__Source passage__.
The IRS also maintains a Whistleblower Office, established by the Tax Relief and Health Care Act of 2006, to process tips received from individuals who spot tax problems.4 The IRS’s whistleblower program rewards individuals with 15 to 30 percent of the recovery when the individual’s original information has led to an IRS enforcement action in which more than $2 million (including taxes, penalties, and interest) was ordered.5

The CFTC’s Record-Breaking Award Signals a Shift in Enforcement Strategy

Despite their shared origin and essentially identical regulatory schemes, the whistleblower programs at the SEC and the CFTC have proceeded at different speeds during the past almost-six years. The SEC wasted no time in embracing whistleblower information as an engine of its enforcement strategy and paying significant bounties in return. Since 2010, the SEC’s whistleblower office has issued 20 final orders approving awards to 22 individuals for a total of $54 million.6 In 2015 alone, the SEC paid over $37 million to whistleblowers in the securities industry.7 In April 2015, for example, a compliance officer-turned-whistleblower received an award between $1.4 and $1.6 million.8 Thus far in 2016, the SEC has already ordered two awards, including one for $700,000 to a company outsider who conducted a detailed analysis that led to a successful SEC enforcement action.9

These substantial awards – and the resulting publicity – have resulted in a marked increase in the number of tips that the SEC receives. Indeed, the SEC received almost 4,000 tips in 2015, representing a 30 percent increase since 2012.10 This in turn has permitted the SEC to commence more investigations and make significant financial recoveries that the SEC believes have helped bring the securities industry into greater compliance with the law. And this is only the beginning: SEC Chair Mary Jo White has stated that “the [whistleblower] program is a success – and we will work hard at the SEC to build on that success.”11 While not regulated by Dodd-Frank, the IRS’s Whistleblower Office has used the same strategy, awarding over $315 million to 500 whistleblowers between fiscal year 2011 and June 30, 2015.12

The CFTC’s use of whistleblower bounties to incentivize an increase in the reporting of possible commodities law violations has been more tentative. The CFTC announced its first whistleblower award of approximately $240,000 on May 20, 2014. The second award of approximately $290,000 was announced on September 29, 2015. The paucity of awards in number and amount may have given those in the commodity futures, commodity options, and swaps trading markets reason to believe that whistleblower information would not play such a key role in their regulator’s enforcement strategy. The CFTC’s public statement in 2013 that its view for “right now” was that “we don’t enforce” the anti-retaliation provision of Dodd-Frank13 may have chilled potential whistleblowers from coming forward. Or the whistleblowers’ original information to the CFTC may simply not have been “hot” enough to warrant dramatic awards.

But whatever the reason for the CFTC’s slow start, its third whistleblower bounty is a game changer. It announced last Monday that it has awarded more than $10 million to an individual whistleblower in the commodities space. While the law prohibits the CFTC from disclosing information that might directly or indirectly reveal a whistleblower’s identity, simple math tells us that the CFTC must have recovered between approximately $33.5 million and $100 million to result in such an award. The subject matter could have regarded price manipulation, disseminating false information into the marketplace, trading ahead or front-running customer orders, wash sales, Ponzi schemes, or foreign exchange fraud.14

What is clear is that with this bounty, the CFTC has sent a purposeful message to whistleblowers-in-waiting: “An award this size shows the importance that the commission places on incentivizing future whistleblowers.”15

Give Whistleblowers-in-Waiting a Better Option

Many whistleblowers, however, claim that they tried to report their concerns within the company before taking external action. A study conducted in 2010 concluded that almost 90 percent of employees who filed False Claims Act suits had previously reported their concerns internally to compliance employees or supervisors.16 While regulators have made clear that attempts to interfere with or discourage whistleblowing will not be tolerated, companies regulated by the Commodity Exchange and Securities Exchange Acts can, and should, create programs that encourage their employees to come to the company with their good faith concerns, so that the company is alerted to, and can work to resolve, substantive issues.

__Items__.

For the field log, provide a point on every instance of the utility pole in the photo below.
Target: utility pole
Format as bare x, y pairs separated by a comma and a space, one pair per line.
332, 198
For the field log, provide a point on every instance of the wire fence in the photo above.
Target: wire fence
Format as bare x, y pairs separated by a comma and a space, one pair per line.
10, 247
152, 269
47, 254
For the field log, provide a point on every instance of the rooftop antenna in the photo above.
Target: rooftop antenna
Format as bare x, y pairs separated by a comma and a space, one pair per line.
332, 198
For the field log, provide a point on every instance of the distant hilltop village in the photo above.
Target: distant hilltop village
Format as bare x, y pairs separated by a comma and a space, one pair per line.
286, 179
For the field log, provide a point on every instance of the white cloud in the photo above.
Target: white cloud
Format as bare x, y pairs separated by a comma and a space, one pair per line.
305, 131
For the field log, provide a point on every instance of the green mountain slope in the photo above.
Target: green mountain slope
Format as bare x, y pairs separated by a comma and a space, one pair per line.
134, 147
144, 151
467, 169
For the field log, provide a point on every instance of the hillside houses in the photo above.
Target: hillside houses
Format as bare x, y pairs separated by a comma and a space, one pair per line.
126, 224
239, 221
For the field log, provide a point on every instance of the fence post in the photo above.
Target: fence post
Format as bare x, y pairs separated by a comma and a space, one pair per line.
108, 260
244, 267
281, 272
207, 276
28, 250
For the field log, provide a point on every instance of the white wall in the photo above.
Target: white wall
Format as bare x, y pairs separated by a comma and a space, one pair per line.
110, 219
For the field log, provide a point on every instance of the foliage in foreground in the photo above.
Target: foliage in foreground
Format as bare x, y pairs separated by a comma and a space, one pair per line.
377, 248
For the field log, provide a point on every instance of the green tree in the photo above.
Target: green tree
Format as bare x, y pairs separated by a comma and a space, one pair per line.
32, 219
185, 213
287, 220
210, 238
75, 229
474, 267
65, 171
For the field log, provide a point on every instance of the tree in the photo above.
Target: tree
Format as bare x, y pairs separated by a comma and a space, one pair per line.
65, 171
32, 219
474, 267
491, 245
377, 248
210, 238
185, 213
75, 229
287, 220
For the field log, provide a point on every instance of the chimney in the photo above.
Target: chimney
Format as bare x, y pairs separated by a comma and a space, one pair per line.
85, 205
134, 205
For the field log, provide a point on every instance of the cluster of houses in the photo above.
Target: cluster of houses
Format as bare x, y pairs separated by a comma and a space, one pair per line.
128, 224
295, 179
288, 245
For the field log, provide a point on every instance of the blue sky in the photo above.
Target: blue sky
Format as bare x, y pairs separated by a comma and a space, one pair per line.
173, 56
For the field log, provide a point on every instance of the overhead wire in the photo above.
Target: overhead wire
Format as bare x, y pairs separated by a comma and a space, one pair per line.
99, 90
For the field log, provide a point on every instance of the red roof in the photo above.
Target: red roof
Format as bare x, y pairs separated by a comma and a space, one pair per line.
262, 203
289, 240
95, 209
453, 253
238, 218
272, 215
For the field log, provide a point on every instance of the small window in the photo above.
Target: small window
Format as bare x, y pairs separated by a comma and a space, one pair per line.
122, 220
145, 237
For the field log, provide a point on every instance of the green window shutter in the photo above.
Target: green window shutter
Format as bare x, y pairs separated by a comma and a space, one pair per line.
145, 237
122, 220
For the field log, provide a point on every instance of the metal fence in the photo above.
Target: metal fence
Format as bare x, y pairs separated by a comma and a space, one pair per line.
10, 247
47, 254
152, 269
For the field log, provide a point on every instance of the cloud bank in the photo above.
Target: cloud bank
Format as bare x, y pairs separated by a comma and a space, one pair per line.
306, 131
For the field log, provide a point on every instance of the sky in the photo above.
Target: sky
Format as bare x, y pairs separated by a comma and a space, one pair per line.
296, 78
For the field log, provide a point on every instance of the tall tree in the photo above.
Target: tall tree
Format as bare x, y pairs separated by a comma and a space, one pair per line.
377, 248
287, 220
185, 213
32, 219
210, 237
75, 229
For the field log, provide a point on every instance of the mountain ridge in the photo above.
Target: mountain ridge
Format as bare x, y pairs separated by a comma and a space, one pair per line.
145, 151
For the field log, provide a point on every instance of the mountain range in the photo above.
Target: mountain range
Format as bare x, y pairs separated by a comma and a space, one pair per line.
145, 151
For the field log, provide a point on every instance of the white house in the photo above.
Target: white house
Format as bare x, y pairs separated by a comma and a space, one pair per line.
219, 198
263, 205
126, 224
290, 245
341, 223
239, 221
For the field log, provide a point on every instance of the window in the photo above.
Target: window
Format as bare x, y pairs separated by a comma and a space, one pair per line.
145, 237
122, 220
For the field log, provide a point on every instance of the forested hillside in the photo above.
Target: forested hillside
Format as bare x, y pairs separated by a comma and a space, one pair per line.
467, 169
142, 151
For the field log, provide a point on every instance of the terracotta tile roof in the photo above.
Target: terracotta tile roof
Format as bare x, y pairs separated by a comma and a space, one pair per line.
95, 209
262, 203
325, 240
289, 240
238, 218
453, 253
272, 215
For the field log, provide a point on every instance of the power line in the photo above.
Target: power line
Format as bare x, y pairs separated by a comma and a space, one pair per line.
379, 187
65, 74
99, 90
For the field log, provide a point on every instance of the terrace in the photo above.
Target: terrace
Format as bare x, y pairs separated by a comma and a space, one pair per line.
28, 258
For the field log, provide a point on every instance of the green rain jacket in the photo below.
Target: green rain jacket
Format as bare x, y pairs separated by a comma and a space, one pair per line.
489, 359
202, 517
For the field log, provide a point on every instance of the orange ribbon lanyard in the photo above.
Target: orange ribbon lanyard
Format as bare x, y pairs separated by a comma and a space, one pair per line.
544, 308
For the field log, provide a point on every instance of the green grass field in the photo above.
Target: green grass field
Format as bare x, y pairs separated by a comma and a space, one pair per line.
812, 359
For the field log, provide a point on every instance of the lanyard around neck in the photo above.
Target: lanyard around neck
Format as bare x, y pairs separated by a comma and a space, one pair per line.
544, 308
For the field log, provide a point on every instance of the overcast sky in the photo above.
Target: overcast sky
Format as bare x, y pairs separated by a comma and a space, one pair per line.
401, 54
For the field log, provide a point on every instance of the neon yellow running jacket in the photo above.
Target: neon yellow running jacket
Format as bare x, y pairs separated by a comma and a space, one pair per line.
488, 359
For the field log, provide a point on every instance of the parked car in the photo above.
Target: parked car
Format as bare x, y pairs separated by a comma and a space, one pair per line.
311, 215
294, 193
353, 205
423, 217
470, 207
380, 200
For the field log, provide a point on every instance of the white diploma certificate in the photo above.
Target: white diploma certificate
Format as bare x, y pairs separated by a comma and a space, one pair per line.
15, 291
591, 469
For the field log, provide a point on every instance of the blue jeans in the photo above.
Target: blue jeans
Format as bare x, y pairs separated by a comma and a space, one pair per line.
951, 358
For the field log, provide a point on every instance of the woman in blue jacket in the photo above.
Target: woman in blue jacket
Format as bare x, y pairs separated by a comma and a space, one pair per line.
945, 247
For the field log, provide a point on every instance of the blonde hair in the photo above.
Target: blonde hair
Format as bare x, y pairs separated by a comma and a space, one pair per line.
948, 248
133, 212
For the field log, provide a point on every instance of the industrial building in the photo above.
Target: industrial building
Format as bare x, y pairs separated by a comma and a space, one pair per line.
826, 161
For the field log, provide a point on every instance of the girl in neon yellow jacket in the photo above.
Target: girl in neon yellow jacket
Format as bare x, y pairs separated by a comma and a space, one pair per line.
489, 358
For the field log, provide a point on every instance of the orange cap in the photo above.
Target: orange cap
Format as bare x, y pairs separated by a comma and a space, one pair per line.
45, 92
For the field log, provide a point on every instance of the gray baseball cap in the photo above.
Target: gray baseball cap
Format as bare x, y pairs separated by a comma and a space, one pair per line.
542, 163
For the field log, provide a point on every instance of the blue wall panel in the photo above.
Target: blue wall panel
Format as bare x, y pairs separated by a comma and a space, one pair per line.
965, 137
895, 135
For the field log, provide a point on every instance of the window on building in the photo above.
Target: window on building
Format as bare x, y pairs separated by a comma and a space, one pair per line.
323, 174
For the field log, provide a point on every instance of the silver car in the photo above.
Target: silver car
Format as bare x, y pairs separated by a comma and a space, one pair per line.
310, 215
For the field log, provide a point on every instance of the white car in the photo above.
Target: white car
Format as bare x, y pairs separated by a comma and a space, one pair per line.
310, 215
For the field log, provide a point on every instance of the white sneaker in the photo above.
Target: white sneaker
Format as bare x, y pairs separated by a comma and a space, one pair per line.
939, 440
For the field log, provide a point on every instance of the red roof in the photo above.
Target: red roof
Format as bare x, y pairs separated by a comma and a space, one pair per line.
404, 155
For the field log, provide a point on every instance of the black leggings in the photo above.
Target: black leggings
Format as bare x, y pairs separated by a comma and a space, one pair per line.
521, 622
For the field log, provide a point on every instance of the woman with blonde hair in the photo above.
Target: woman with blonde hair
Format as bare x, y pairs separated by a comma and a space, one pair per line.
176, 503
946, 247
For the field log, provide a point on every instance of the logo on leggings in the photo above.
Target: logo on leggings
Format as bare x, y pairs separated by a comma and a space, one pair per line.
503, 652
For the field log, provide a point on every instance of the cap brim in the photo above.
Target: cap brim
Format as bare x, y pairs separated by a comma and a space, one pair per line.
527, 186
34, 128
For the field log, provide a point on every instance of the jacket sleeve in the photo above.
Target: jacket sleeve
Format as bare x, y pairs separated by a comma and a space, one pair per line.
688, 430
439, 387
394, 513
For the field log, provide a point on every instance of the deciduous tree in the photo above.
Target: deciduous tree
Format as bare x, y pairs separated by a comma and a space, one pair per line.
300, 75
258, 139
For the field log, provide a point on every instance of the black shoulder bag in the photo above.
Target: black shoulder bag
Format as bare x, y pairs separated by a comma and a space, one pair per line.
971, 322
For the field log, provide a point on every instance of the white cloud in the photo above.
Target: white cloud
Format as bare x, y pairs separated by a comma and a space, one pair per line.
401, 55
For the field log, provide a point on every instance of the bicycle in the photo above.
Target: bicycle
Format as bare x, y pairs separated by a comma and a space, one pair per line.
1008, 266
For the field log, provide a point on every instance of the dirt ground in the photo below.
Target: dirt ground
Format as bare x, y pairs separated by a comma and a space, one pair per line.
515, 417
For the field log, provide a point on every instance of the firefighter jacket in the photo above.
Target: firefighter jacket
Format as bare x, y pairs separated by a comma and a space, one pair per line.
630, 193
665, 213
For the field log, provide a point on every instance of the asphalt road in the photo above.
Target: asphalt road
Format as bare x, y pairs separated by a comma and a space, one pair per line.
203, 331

__Task directions__. Resume the passage on SEC and CFTC whistleblower awards after its last sentence.

__Written reply__.
  • Periodically assess and update the company’s code of conduct, ethics, and whistleblower policies. While Dodd-Frank does not require internal reporting before an employee is eligible for a whistleblower bounty,17 it does allow an employee to “hold her place” in line for up to 120 days to receive a bounty by making an internal report.18 A company is best served by having in place clear, written, and easy-to-follow protocols for employees to escalate ethics and compliance issues. Along with a clear and well-publicized non-retaliation policy, a company can incentivize internal reporting by making sure its employees have access to multiple and independent reporting channels. The processes for internal investigations – including circling back with the whistleblower –should be clearly spelled out and followed. Providing a safe channel for employees’ complaints, and responding transparently and effectively when they are made, can help the company get a head start on addressing the issue even if an external complaint is ultimately made or regulators commence an investigation for any reason. A good faith employee with genuine concerns about the company’s conduct can be a strong asset if that employee alerts the company to a substantive issue before the issue can escalate to cause damages and reputational harm.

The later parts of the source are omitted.